INFORMATION GIVEN Start Marker

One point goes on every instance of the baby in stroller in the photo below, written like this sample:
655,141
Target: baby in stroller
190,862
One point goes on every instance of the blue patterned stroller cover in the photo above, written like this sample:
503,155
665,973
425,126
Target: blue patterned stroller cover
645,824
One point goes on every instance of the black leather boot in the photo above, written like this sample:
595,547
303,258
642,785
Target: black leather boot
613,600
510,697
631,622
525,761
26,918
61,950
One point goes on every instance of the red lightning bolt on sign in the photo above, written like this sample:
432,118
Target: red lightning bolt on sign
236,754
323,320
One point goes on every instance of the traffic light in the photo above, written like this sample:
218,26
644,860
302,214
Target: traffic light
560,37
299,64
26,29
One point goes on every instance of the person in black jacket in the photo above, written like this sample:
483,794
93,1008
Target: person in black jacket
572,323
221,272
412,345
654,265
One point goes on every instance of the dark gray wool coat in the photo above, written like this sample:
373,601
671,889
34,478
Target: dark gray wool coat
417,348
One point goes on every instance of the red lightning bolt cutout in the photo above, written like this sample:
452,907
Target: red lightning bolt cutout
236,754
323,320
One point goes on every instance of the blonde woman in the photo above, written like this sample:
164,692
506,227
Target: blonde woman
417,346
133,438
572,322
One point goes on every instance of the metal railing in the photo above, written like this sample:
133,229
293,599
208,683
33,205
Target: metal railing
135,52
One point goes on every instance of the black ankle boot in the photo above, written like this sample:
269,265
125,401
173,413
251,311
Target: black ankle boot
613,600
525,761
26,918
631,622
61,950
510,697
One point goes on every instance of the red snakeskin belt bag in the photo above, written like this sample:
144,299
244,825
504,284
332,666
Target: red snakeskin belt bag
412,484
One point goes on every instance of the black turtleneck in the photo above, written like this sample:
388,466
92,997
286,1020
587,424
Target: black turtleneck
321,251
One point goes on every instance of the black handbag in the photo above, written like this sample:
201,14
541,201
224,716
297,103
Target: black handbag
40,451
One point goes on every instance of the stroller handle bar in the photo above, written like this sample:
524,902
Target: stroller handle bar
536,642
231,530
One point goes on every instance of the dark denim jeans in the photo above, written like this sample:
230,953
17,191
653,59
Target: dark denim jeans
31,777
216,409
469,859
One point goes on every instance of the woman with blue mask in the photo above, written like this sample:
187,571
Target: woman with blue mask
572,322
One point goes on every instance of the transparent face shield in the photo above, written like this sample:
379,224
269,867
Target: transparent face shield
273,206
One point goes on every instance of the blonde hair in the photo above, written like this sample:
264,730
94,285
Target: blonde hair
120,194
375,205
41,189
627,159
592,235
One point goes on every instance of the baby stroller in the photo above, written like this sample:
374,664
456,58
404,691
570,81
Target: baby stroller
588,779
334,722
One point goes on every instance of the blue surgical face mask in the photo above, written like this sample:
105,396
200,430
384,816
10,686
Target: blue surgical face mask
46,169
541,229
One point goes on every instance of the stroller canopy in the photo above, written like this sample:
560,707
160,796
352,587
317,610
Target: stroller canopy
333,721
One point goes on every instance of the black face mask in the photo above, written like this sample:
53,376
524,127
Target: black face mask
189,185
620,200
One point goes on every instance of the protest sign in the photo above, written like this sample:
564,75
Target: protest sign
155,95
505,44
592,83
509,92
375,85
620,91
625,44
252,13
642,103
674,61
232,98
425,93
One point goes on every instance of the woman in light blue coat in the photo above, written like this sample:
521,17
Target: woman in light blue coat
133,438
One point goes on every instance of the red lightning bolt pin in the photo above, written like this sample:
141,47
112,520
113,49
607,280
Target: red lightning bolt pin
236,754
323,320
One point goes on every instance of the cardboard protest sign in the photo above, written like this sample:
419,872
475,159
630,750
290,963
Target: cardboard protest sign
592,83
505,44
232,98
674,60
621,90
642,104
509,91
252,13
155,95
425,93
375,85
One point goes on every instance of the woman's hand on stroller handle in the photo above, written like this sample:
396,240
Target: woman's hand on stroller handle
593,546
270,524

INFORMATION GIVEN End Marker

#### ASSIGNED TASK:
Would you return all of the data exactly as it stands above?

#### PROBLEM SOLUTION:
One point goes on every instance of the baby in stroller in the photo below, written like this sample:
655,141
Target: baby in stroller
190,862
One point goes on every instance of the blue patterned stroller cover in the photo above, written like this sample:
503,155
665,973
425,126
Target: blue patterned stroller cover
645,824
One point goes on every instance of the black leather boot in the photo above, written like this sample:
595,547
303,258
642,785
Target: black leather boot
613,600
510,697
631,622
525,761
26,918
61,950
One point goes on every instance of the red lightning bolt on sign in the photo above, written like this sample:
432,118
Target: red lightning bolt on sign
236,754
323,320
One point goes on every instance of the traffic light in the photo above, written like this sample:
218,26
644,860
302,214
Target: traffic light
560,37
299,64
26,29
One point goes on every instance of the person in black jacket in the photo above, written like this sample:
483,794
93,1008
Target: person in black jacket
572,323
221,272
412,345
654,265
One point goes on every instance of the dark gray wool coat in the photo above, written like this sample:
373,601
671,889
34,478
Target: dark gray wool coat
417,348
One point goes on every instance of the red lightning bolt cutout in the photo above, written like this sample:
452,907
Target: red lightning bolt cutout
236,754
323,320
One point goes on every instance of the blonde woman in the photo above, written like this sample:
164,692
506,227
Target: blonde woman
417,346
133,438
572,322
One point goes on every instance of the metal railing in the photo above, written like this sample:
133,229
293,599
208,683
33,205
Target: metal railing
135,52
One point goes on every instance of the black ankle boot in the photo above, written like this sample:
269,265
125,401
173,413
251,311
Target: black ankle boot
613,600
525,761
26,918
631,622
61,950
510,697
One point goes on every instance of the red snakeskin belt bag in the photo above, written like this sample:
144,299
244,825
504,284
332,666
Target: red snakeskin belt bag
412,484
One point goes on every instance of the black turtleneck in the photo above, written like this sample:
388,466
92,997
286,1020
587,424
Target: black turtleneck
321,251
One point goes on every instance of the black handbag in the photo above, written like this sample:
201,14
541,201
224,716
297,103
Target: black handbag
40,451
One point goes on every instance of the stroller handle bar in the photo above, written like this sample:
524,902
Target: stroller handle bar
536,642
231,530
One point goes on every instance of the dark denim jeans in the photo above, written like this sample:
230,953
17,191
653,59
Target: dark denim jeans
31,777
216,409
469,859
One point goes on every instance of the woman with blue mask in the photo above, written like this sample:
187,571
Target: woman with blue mask
572,322
One point goes on every instance of the transparent face shield in the photo above, written like this sample:
379,224
269,867
Target: transparent face shield
273,206
One point goes on every instance of the blonde hair in the photo above, written like this sample:
264,730
94,285
Target: blonde hair
120,194
375,205
41,189
627,159
592,235
One point goes on every instance of the baby stroller in the photo above, written like this sample:
374,664
456,58
404,691
570,81
Target: baby stroller
588,779
334,722
One point goes on every instance of the blue surgical face mask in the photo above, written like this sample:
105,396
200,430
384,816
10,686
Target: blue surgical face mask
46,169
541,229
One point goes on every instance of the stroller canopy in the photo above, written like this sample:
560,707
160,796
352,587
317,610
Target: stroller canopy
333,721
One point goes on every instance of the black face mask in the photo above, written like this sample:
53,376
524,127
Target: black face mask
189,185
620,200
One point goes on every instance of the protest sign in the photo above, written like this sample:
564,75
Target: protest sign
155,95
505,44
592,83
509,92
375,85
620,91
625,44
252,13
642,103
674,61
232,98
425,93
One point goes on every instance of the woman in light blue coat in the photo above, written like this sample:
521,17
Target: woman in light blue coat
133,438
One point goes on every instance of the red lightning bolt pin in the photo above, written like this sample:
141,47
112,520
113,49
607,280
Target: red lightning bolt pin
236,754
323,320
One point goes on every instance of the cardboard protest sign in the photo above, written like this sample:
419,872
475,159
630,750
290,963
Target: cardboard protest sign
592,83
505,44
232,98
674,60
621,90
642,104
509,91
252,13
155,95
425,93
375,85
One point goes on every instance of the woman's hand on stroller handle in the photo above, written like this sample:
396,240
Target: woman's hand on stroller handle
593,546
270,524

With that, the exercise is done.